** START OF Records supplied **

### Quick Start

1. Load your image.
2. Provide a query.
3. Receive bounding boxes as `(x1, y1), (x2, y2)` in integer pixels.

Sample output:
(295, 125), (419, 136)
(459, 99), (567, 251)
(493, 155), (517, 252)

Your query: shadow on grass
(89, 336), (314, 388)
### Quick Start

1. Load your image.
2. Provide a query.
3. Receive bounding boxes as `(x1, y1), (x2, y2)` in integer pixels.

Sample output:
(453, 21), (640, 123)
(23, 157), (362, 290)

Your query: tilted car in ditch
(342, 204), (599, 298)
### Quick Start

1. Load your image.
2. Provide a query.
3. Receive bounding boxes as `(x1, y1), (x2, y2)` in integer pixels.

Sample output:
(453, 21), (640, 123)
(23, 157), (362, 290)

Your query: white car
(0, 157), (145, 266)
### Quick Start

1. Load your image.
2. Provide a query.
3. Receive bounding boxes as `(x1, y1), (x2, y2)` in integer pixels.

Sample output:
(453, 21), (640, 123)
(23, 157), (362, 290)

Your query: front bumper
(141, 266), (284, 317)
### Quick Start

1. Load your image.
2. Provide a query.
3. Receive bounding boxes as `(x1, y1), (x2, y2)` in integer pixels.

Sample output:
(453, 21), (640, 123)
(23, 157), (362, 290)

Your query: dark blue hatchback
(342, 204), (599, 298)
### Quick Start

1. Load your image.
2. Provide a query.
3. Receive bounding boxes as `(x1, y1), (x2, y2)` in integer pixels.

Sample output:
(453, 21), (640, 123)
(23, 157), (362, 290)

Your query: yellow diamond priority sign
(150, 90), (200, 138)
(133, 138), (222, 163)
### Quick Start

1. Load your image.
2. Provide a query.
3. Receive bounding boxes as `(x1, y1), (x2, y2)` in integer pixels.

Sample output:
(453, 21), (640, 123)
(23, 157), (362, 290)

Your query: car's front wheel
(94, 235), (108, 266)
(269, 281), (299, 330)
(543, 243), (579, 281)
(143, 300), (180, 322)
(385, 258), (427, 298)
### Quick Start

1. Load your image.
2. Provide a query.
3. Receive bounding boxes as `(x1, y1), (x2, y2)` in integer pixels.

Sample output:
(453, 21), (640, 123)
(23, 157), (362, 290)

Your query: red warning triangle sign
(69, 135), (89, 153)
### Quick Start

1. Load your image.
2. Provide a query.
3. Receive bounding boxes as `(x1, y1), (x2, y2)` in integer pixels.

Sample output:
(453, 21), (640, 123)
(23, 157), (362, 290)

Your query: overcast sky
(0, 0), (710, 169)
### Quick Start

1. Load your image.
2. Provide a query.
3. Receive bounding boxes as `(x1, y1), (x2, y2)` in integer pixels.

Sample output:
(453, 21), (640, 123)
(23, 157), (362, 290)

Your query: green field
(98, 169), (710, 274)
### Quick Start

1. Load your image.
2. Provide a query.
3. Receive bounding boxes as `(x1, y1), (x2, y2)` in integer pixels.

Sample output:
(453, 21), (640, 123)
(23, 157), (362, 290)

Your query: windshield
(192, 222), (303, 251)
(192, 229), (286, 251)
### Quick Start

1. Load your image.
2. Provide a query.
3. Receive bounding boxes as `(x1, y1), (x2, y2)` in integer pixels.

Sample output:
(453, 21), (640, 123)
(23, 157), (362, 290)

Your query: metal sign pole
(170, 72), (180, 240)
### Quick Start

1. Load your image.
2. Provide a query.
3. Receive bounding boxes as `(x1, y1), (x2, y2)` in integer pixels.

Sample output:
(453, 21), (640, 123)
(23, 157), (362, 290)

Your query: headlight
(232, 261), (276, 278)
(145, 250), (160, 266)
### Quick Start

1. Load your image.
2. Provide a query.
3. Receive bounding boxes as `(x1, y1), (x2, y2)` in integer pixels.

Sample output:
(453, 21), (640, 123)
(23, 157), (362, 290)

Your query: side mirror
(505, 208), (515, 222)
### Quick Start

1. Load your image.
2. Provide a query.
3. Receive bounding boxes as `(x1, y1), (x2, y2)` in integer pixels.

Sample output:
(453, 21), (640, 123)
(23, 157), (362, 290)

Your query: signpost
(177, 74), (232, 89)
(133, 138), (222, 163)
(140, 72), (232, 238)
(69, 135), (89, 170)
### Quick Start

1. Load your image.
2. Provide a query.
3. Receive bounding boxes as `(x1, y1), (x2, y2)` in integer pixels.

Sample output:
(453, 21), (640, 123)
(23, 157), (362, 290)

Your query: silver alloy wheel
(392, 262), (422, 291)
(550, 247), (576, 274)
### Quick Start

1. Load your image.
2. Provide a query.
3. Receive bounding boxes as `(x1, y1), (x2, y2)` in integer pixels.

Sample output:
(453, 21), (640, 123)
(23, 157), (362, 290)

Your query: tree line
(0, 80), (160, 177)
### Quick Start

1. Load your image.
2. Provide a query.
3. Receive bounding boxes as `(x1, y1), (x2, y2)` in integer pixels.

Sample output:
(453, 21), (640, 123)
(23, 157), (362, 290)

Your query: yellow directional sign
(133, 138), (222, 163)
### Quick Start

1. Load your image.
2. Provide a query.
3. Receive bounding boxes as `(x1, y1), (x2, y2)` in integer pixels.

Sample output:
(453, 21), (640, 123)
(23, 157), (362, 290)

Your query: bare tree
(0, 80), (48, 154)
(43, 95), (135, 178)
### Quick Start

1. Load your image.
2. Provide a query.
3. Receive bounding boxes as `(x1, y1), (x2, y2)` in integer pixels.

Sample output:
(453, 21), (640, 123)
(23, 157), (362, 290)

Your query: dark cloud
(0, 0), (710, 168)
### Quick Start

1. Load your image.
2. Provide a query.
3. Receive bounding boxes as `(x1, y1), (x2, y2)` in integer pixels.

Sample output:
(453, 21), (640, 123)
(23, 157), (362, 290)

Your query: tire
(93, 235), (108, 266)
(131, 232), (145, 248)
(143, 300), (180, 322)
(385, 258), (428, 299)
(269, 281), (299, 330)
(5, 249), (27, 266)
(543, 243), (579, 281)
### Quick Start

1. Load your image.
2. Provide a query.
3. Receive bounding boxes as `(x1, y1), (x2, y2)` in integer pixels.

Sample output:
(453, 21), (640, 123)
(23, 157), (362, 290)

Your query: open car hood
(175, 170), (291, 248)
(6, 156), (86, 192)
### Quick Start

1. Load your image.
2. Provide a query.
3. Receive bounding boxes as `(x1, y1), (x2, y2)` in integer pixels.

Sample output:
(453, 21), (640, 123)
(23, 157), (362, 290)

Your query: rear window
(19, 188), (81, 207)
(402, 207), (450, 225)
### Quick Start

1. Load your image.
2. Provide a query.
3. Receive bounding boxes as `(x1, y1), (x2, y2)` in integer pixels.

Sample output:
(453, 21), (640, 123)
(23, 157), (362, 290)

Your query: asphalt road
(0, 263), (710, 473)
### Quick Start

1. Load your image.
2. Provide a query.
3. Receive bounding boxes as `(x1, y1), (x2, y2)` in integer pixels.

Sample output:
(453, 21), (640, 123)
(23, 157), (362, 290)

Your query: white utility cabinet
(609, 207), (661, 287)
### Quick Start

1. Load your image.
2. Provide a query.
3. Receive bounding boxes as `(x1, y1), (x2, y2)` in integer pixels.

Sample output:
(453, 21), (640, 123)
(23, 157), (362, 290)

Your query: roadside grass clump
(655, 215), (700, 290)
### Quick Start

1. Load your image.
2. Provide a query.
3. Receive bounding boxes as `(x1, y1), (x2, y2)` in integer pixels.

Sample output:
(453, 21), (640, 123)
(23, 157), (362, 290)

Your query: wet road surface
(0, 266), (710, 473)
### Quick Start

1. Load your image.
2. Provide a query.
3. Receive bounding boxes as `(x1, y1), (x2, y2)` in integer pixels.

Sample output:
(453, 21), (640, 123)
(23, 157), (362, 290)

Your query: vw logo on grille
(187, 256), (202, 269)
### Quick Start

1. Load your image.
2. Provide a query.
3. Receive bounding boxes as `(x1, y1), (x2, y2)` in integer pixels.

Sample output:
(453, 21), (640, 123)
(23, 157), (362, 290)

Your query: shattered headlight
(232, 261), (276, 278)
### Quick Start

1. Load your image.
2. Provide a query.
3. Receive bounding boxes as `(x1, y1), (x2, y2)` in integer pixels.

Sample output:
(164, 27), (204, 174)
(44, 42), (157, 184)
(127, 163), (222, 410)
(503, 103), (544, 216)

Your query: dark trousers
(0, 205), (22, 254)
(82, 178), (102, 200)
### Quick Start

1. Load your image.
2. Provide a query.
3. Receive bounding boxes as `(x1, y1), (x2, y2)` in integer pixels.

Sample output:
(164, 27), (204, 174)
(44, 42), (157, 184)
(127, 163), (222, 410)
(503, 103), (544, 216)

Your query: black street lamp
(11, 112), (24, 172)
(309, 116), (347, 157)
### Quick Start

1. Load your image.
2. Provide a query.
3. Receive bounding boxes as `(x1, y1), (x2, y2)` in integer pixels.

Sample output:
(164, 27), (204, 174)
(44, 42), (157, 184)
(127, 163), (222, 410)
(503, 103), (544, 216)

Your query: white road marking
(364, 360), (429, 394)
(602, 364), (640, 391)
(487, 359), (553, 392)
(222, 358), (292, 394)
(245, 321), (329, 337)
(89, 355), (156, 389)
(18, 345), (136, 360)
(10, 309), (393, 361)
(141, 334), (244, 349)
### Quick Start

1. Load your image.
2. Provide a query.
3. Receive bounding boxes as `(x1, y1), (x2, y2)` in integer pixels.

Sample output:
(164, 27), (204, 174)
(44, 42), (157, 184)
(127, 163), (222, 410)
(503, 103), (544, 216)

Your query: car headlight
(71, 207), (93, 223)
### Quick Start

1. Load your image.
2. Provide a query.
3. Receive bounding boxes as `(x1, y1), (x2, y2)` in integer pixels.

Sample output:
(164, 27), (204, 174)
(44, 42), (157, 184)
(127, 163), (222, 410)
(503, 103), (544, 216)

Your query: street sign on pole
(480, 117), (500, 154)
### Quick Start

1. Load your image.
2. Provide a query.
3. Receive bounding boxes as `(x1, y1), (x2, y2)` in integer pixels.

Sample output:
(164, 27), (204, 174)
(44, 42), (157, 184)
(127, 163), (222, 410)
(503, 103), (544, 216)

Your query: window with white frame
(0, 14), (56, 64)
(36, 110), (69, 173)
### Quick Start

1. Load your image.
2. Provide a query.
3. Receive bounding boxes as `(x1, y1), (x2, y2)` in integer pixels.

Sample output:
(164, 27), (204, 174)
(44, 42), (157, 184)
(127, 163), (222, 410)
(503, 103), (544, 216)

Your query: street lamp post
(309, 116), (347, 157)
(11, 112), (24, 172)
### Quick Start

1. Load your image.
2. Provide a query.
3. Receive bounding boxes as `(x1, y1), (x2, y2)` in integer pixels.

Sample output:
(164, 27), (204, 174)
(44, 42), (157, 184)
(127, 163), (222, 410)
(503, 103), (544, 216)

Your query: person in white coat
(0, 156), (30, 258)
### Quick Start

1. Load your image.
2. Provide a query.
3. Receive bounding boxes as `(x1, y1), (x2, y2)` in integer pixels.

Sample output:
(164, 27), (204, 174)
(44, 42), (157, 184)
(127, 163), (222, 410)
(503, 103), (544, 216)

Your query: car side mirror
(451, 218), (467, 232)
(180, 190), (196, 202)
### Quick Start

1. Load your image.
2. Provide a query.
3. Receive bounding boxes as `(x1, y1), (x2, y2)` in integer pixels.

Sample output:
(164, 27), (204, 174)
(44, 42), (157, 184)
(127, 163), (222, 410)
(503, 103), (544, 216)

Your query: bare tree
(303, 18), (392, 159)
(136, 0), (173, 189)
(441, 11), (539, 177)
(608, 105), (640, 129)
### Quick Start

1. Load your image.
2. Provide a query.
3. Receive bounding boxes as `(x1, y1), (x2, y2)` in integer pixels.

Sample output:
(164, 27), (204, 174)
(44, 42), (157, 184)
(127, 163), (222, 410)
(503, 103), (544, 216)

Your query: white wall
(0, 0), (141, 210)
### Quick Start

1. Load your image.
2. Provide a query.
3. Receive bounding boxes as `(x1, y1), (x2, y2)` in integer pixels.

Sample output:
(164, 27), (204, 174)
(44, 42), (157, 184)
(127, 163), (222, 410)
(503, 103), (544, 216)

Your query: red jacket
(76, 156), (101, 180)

** END OF Records supplied **

## [Exercise objective]
Render the items, from their first line through the line containing "(89, 336), (314, 388)", as a Markdown table with the columns Index and Line Text. Give one row per nonblank line, numbered in order, and omit the blank lines.

## [Finished answer]
| Index | Line Text |
|---|---|
| 1 | ### Quick Start |
| 2 | 1. Load your image. |
| 3 | 2. Provide a query. |
| 4 | 3. Receive bounding boxes as `(x1, y1), (x2, y2)` in integer pixels. |
| 5 | Sample output: |
| 6 | (295, 125), (419, 136) |
| 7 | (459, 99), (567, 251) |
| 8 | (493, 155), (517, 252) |
| 9 | Your query: shadow on grass |
| 10 | (89, 336), (314, 388) |